WORK TO BE COMPLETED —
Exactly and only the lines from the first entry through the line with "positive clicks: (370, 59)" should be copied, both ends included, with no pictures.

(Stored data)

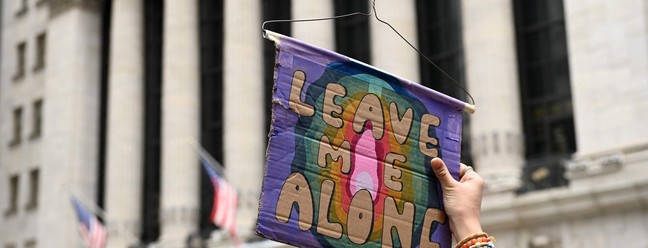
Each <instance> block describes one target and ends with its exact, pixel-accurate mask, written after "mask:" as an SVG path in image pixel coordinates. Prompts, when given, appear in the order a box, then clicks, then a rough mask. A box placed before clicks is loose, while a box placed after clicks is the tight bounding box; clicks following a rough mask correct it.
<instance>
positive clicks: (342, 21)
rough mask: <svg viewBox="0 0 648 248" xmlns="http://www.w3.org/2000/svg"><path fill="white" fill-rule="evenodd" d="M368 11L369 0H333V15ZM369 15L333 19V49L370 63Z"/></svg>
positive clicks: (370, 59) (370, 60) (370, 57)
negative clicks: (367, 15) (334, 30)
mask: <svg viewBox="0 0 648 248" xmlns="http://www.w3.org/2000/svg"><path fill="white" fill-rule="evenodd" d="M353 12H364V13H367V12H369V1H357V0H354V1H349V0H335V15H344V14H349V13H353ZM369 40H370V37H369V17H367V16H352V17H347V18H341V19H336V20H335V50H336V51H337V52H338V53H341V54H344V55H346V56H348V57H351V58H354V59H357V60H360V61H362V62H365V63H367V64H369V63H371V43H370V41H369Z"/></svg>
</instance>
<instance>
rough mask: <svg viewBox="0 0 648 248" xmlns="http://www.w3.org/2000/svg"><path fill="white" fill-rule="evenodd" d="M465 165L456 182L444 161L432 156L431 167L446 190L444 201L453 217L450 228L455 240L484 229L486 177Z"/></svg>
mask: <svg viewBox="0 0 648 248" xmlns="http://www.w3.org/2000/svg"><path fill="white" fill-rule="evenodd" d="M468 168H469V167H468V166H466V165H465V164H461V173H460V175H461V177H460V180H459V181H457V180H455V179H454V178H452V176H450V173H449V172H448V168H447V167H446V165H445V163H444V162H443V160H441V159H439V158H434V159H432V169H434V174H435V175H436V176H437V178H438V179H439V183H441V188H442V189H443V203H444V205H445V210H446V214H448V218H449V219H450V230H452V233H453V234H454V235H455V239H456V240H462V239H464V238H465V237H468V236H469V235H471V234H474V233H479V232H482V228H481V224H480V223H479V211H480V209H481V200H482V194H483V191H484V179H483V178H482V177H481V176H479V174H477V173H475V172H474V171H473V170H472V169H470V170H469V169H468Z"/></svg>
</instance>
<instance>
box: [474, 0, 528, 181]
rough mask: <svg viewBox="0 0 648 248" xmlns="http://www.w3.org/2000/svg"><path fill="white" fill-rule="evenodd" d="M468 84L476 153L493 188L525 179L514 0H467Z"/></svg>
mask: <svg viewBox="0 0 648 248" xmlns="http://www.w3.org/2000/svg"><path fill="white" fill-rule="evenodd" d="M461 5H462V8H463V11H462V17H463V35H464V51H465V61H466V62H465V64H466V65H467V66H466V78H467V82H468V88H469V89H470V92H471V93H472V95H473V96H474V98H475V100H477V112H476V113H475V114H474V115H473V116H471V118H472V121H471V135H472V137H471V138H472V141H473V158H474V162H475V165H476V166H477V168H478V170H479V172H480V173H481V174H482V175H483V176H484V178H485V179H486V185H487V189H488V191H490V192H494V191H495V192H496V191H510V190H513V189H516V188H517V187H518V186H519V183H520V173H521V168H522V165H523V163H524V149H523V147H524V143H523V141H522V133H523V132H522V122H521V119H522V117H521V113H520V96H519V94H520V93H519V83H518V69H517V59H516V52H515V31H514V25H515V22H514V20H513V13H512V11H513V4H512V1H511V0H463V1H462V2H461Z"/></svg>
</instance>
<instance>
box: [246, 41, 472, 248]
mask: <svg viewBox="0 0 648 248" xmlns="http://www.w3.org/2000/svg"><path fill="white" fill-rule="evenodd" d="M267 35H268V37H269V39H270V40H273V41H274V42H275V44H276V46H277V55H276V62H275V74H274V75H275V84H274V89H273V97H272V101H273V102H272V103H273V107H272V110H273V115H272V127H271V132H270V140H269V144H268V150H267V154H266V156H267V161H266V167H265V175H264V179H263V189H262V195H261V203H260V207H259V217H258V223H257V233H258V234H260V235H262V236H264V237H266V238H269V239H272V240H276V241H280V242H284V243H288V244H292V245H297V246H301V247H343V246H348V245H360V246H370V247H378V246H395V247H450V245H451V235H450V231H449V226H448V220H447V217H446V214H445V212H444V208H443V203H442V199H441V198H442V194H441V193H442V192H441V188H440V185H439V184H438V181H437V179H436V177H435V176H434V173H433V171H432V168H431V167H430V160H431V159H432V158H434V157H440V158H442V159H444V161H445V162H446V164H447V165H448V167H449V170H450V172H451V174H452V175H453V176H454V177H455V178H457V177H458V170H459V155H460V148H461V123H462V122H461V120H462V111H463V110H464V109H465V108H466V107H467V106H469V105H467V104H466V103H464V102H462V101H459V100H456V99H454V98H451V97H448V96H446V95H443V94H441V93H439V92H436V91H433V90H431V89H428V88H426V87H424V86H422V85H419V84H416V83H413V82H410V81H407V80H405V79H401V78H399V77H396V76H393V75H390V74H389V73H386V72H383V71H381V70H379V69H376V68H373V67H371V66H369V65H366V64H363V63H361V62H358V61H355V60H352V59H350V58H348V57H345V56H343V55H340V54H336V53H334V52H331V51H328V50H325V49H321V48H317V47H314V46H312V45H309V44H306V43H303V42H301V41H298V40H295V39H293V38H290V37H286V36H283V35H280V34H276V33H272V32H269V31H267Z"/></svg>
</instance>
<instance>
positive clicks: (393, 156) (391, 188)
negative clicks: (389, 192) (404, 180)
mask: <svg viewBox="0 0 648 248" xmlns="http://www.w3.org/2000/svg"><path fill="white" fill-rule="evenodd" d="M396 161H398V162H400V163H405V161H407V158H406V157H405V156H403V155H401V154H398V153H393V152H390V153H387V155H386V156H385V180H383V181H384V183H385V186H387V188H390V189H391V190H395V191H401V190H403V183H402V182H400V181H398V179H400V178H401V170H400V168H396V167H394V164H395V163H396Z"/></svg>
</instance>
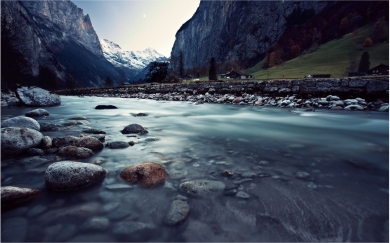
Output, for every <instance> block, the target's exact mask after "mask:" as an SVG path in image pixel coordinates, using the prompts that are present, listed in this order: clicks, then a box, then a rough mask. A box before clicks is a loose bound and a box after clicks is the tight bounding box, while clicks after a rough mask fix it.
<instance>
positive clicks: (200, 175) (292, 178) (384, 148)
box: [1, 97, 389, 242]
mask: <svg viewBox="0 0 390 243" xmlns="http://www.w3.org/2000/svg"><path fill="white" fill-rule="evenodd" d="M99 104H110V105H115V106H117V107H118V109H115V110H95V109H94V107H95V106H96V105H99ZM29 110H31V109H30V108H20V107H12V108H7V107H6V108H2V119H5V118H9V117H13V116H17V115H24V114H25V113H26V112H27V111H29ZM47 110H48V111H49V112H50V116H49V117H47V118H41V119H37V120H38V121H39V122H49V123H55V124H63V123H66V122H69V121H70V120H69V119H70V118H72V117H77V116H83V117H86V118H87V120H88V123H86V124H80V125H74V126H68V127H63V128H61V130H59V131H52V132H43V134H44V135H48V136H50V137H52V138H54V137H64V136H66V135H77V136H78V135H80V133H81V130H82V129H84V128H86V127H92V128H97V129H101V130H104V131H105V132H106V142H109V141H126V142H128V141H135V142H137V143H136V144H135V145H134V146H131V147H128V148H125V149H109V148H105V149H104V150H102V151H101V152H98V153H96V154H95V155H94V156H93V157H90V158H86V159H82V160H79V161H80V162H89V163H98V164H99V165H100V166H102V167H103V168H105V169H106V170H107V171H108V173H107V176H106V178H105V180H104V181H103V182H102V183H100V184H98V185H95V186H92V187H89V188H86V189H82V190H79V191H70V192H61V193H60V192H52V191H48V190H47V189H46V188H45V180H44V171H45V169H46V168H47V166H48V165H49V164H50V163H51V162H53V161H57V160H58V158H56V157H54V156H53V155H51V157H50V155H48V156H46V157H47V158H49V159H51V162H50V163H47V164H43V165H38V166H36V167H33V166H29V165H28V164H27V163H22V162H21V161H23V160H22V159H21V158H15V159H11V160H3V161H2V173H1V182H2V186H7V185H11V186H19V187H28V188H34V189H38V190H39V191H40V194H39V197H38V198H36V199H35V200H34V201H33V202H31V203H30V204H27V205H24V206H22V207H19V208H17V209H13V210H10V211H6V212H3V213H2V237H3V241H5V240H6V239H7V240H12V239H10V237H19V238H18V239H21V240H24V241H90V242H96V241H160V242H162V241H246V242H248V241H263V242H264V241H277V242H281V241H284V242H286V241H288V242H291V241H388V240H389V236H388V227H389V226H388V218H389V194H388V193H389V117H388V113H379V112H357V111H355V112H350V111H349V112H347V111H334V112H331V111H329V110H317V111H316V112H300V111H295V110H287V109H279V108H265V107H255V106H238V105H216V104H203V105H194V104H191V103H188V102H160V101H153V100H137V99H121V98H97V97H88V98H87V97H86V98H79V97H62V105H61V106H58V107H48V108H47ZM139 112H142V113H146V114H148V116H134V114H137V113H139ZM132 123H137V124H140V125H142V126H143V127H145V128H146V129H147V130H148V132H149V133H148V134H146V135H140V136H135V137H131V136H129V135H124V134H122V133H121V132H120V130H122V129H123V128H124V127H125V126H127V125H129V124H132ZM148 137H153V138H159V139H160V140H158V141H153V140H156V139H149V140H147V139H145V138H148ZM144 161H153V162H157V163H161V164H163V165H164V167H165V168H166V170H167V171H168V174H169V175H170V177H168V178H167V180H166V182H165V184H164V185H161V186H158V187H156V188H153V189H145V188H142V187H140V186H138V185H133V187H132V188H116V189H115V187H110V185H123V184H126V183H125V182H124V181H123V180H121V179H120V177H119V173H120V172H121V170H122V169H123V168H125V167H127V166H129V165H132V164H136V163H140V162H144ZM32 167H33V168H32ZM225 170H229V171H231V172H232V173H233V176H231V177H226V176H224V175H223V172H224V171H225ZM297 172H307V173H309V174H310V176H309V177H308V178H306V179H301V178H298V177H297V176H296V173H297ZM194 179H208V180H218V181H221V182H223V183H224V184H225V185H226V188H228V189H229V188H230V190H237V191H242V192H245V193H246V194H245V196H244V198H242V197H237V196H234V194H231V193H226V190H225V191H221V192H215V194H212V195H209V196H207V197H191V196H188V195H186V194H184V193H183V192H181V191H180V190H179V185H180V184H181V183H182V182H184V181H188V180H194ZM113 188H114V189H113ZM178 195H182V196H186V197H187V198H188V199H187V203H188V205H189V206H190V211H189V214H188V217H187V218H186V219H185V220H184V221H183V222H181V223H179V224H178V225H175V226H169V225H166V224H164V218H165V216H166V214H167V211H168V209H169V207H170V204H171V202H172V201H173V200H174V198H175V197H177V196H178ZM248 195H249V198H245V197H247V196H248ZM15 222H16V223H15ZM17 222H22V223H17ZM91 222H95V225H94V226H91V225H93V224H92V223H91ZM96 225H97V226H96ZM4 237H5V238H4ZM7 237H8V238H7ZM20 237H21V238H20ZM13 239H15V238H13Z"/></svg>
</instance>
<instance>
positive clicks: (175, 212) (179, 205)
mask: <svg viewBox="0 0 390 243" xmlns="http://www.w3.org/2000/svg"><path fill="white" fill-rule="evenodd" d="M189 211H190V206H189V205H188V203H187V202H185V201H182V200H175V201H173V202H172V203H171V206H170V207H169V210H168V213H167V215H166V216H165V220H164V222H165V223H166V224H167V225H175V224H178V223H180V222H182V221H183V220H185V219H186V218H187V216H188V212H189Z"/></svg>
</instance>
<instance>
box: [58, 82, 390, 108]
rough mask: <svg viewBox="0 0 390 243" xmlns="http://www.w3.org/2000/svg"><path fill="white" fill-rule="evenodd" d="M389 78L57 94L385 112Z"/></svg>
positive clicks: (122, 90) (261, 83) (60, 92)
mask: <svg viewBox="0 0 390 243" xmlns="http://www.w3.org/2000/svg"><path fill="white" fill-rule="evenodd" d="M388 90H389V80H388V76H386V77H384V76H380V77H379V76H376V77H375V76H373V77H359V78H344V79H338V78H336V79H317V80H315V79H302V80H273V81H229V82H194V83H189V84H148V85H139V86H122V87H115V88H100V89H75V90H65V91H59V92H57V93H58V94H60V95H75V96H96V97H118V98H138V99H152V100H165V101H189V102H194V103H195V104H203V103H218V104H239V105H255V106H273V107H287V108H303V109H309V110H310V109H315V108H328V109H332V110H373V111H388V100H389V98H388Z"/></svg>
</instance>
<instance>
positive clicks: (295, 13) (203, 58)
mask: <svg viewBox="0 0 390 243" xmlns="http://www.w3.org/2000/svg"><path fill="white" fill-rule="evenodd" d="M328 4H329V3H328V2H323V1H300V2H295V1H201V2H200V5H199V7H198V9H197V11H196V12H195V14H194V15H193V16H192V18H191V19H190V20H188V21H187V22H186V23H184V24H183V25H182V26H181V28H180V29H179V30H178V31H177V33H176V40H175V43H174V45H173V48H172V52H171V64H172V68H173V69H174V70H175V71H177V72H178V70H179V69H180V67H179V65H180V59H182V62H183V66H184V69H186V70H193V71H195V70H196V69H199V68H201V67H205V66H208V62H209V61H210V58H211V57H214V58H215V60H216V62H217V63H226V62H232V61H233V62H238V63H239V64H240V65H244V66H250V65H252V64H254V63H257V62H258V61H260V60H261V59H263V58H264V56H265V53H266V51H267V50H268V49H269V48H270V47H272V46H273V45H274V44H275V42H276V41H277V40H278V39H279V37H280V36H281V35H282V34H283V33H284V32H285V31H286V30H287V29H288V28H290V27H292V26H295V25H298V24H301V23H304V22H305V21H306V20H307V19H308V18H310V17H311V16H314V15H316V14H318V13H319V12H321V11H322V10H323V9H324V8H325V7H326V6H327V5H328ZM181 54H182V58H180V56H181ZM195 72H196V71H195Z"/></svg>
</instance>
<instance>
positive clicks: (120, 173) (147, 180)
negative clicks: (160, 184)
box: [120, 162, 168, 187]
mask: <svg viewBox="0 0 390 243" xmlns="http://www.w3.org/2000/svg"><path fill="white" fill-rule="evenodd" d="M120 176H121V178H122V179H124V180H125V181H127V182H130V183H137V182H140V184H141V186H143V187H155V186H157V185H159V184H162V183H164V181H165V178H166V177H167V176H168V173H167V172H166V171H165V168H164V166H162V165H160V164H157V163H154V162H143V163H140V164H136V165H131V166H129V167H126V168H125V169H124V170H123V171H122V172H121V173H120Z"/></svg>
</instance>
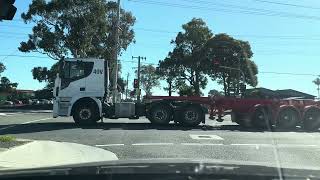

TASK ANSWER —
Each <instance> block describes one target and ends with its exact, pixel-accurate mask, written after "mask:" as an SVG path in image pixel coordinates. Prompts, when given, appear in the order a box, then clicks, then a rough mask. A box placed before clicks is loose, while a box placed after clicks is the tight bounding box; clicks following a rough mask correct it.
<instance>
positive clicks: (342, 21)
rough mask: <svg viewBox="0 0 648 248" xmlns="http://www.w3.org/2000/svg"><path fill="white" fill-rule="evenodd" d="M368 11L369 0H333V15ZM369 15L333 19V49L370 63Z"/></svg>
positive clicks: (370, 59) (370, 60) (370, 57)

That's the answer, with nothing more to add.